The U.S. president proposal of imposing an all-new $200 billion tariff on Chinese product in mid-2018 further set the stage for more such escalations from both sides, which eventually led the Chinese commerce ministry to file a complaint against the U.S to the World Trade Organisation (WTO).


This means, it is quite likely for us to see the retaliative response from China in the near future, which will probably be observed as enhanced volatility in the international equity markets. Interestingly, the economic conflict between the two nations can be beneficial to some, while being somewhat damaging to several others.   


Winners and Losers of the U.S.-China Trade War:


  • American aluminium and steel manufacturers: Imposition of 10% on aluminium and 25% tariff on steel imported from China protected domestic manufactures in the U.S. by creating more jobs and increasing production.
  • Meat processors: Soybeans observed a drop in the tariff, but US meat processors received a boost. Revised tariffs ensured that feedstock soybeans would be less expensive.
  • Chinese consumers: Out of 545 products, China chose US goods that can be replaced domestically. This ensured a controllable impact on the economy.



  • American Consumers: American consumers were more dependent on Chinese products than Chinese are on American products.
  • American heavy equipment manufacturers: The goods that were hit by a 25% tariff increase included aircraft. Boeing earns a decent share of its revenue from China. Likewise, Caterpillar has more than 20 manufacturing units in China.
  • American Tech companies: Many tech companies have their manufacturing or assembling units in China, including Apple. US Bull market heavily depends on technology, which means any disturbance in the tech sector would impact the global equity markets.


What Investors Can Do to Remain Least Affected?

* _Written exercise_:
Revise the trade war text from "This means, it" to "and increasing production.", substituting "instability" for "volatility". The entries that follow were drawn from a separate source unrelated to the text on the U.S.-China trade war.

* _Given data_:
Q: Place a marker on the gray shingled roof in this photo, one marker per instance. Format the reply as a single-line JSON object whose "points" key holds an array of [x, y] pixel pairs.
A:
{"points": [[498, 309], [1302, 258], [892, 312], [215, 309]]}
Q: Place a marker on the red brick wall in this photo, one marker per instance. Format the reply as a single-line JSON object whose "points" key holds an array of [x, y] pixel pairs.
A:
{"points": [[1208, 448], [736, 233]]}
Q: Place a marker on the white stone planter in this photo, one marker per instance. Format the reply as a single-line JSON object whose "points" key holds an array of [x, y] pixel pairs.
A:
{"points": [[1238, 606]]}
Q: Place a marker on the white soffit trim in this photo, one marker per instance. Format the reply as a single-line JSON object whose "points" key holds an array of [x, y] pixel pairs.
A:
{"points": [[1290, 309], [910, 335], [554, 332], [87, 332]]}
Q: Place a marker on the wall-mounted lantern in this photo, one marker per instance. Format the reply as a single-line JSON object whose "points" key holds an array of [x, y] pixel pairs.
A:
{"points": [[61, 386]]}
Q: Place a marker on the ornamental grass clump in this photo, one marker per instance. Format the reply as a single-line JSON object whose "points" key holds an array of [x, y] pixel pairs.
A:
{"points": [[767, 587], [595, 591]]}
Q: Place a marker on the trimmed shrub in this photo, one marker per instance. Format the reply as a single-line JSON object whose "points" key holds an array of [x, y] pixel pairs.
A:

* _Exercise response_:
This means, it is quite likely for us to see the retaliative response from China in the near future, which will probably be observed as enhanced instability in the international equity markets. Interestingly, the economic conflict between the two nations can be beneficial to some, while being somewhat damaging to several others.   


Winners and Losers of the U.S.-China Trade War:


  • American aluminium and steel manufacturers: Imposition of 10% on aluminium and 25% tariff on steel imported from China protected domestic manufactures in the U.S. by creating more jobs and increasing production.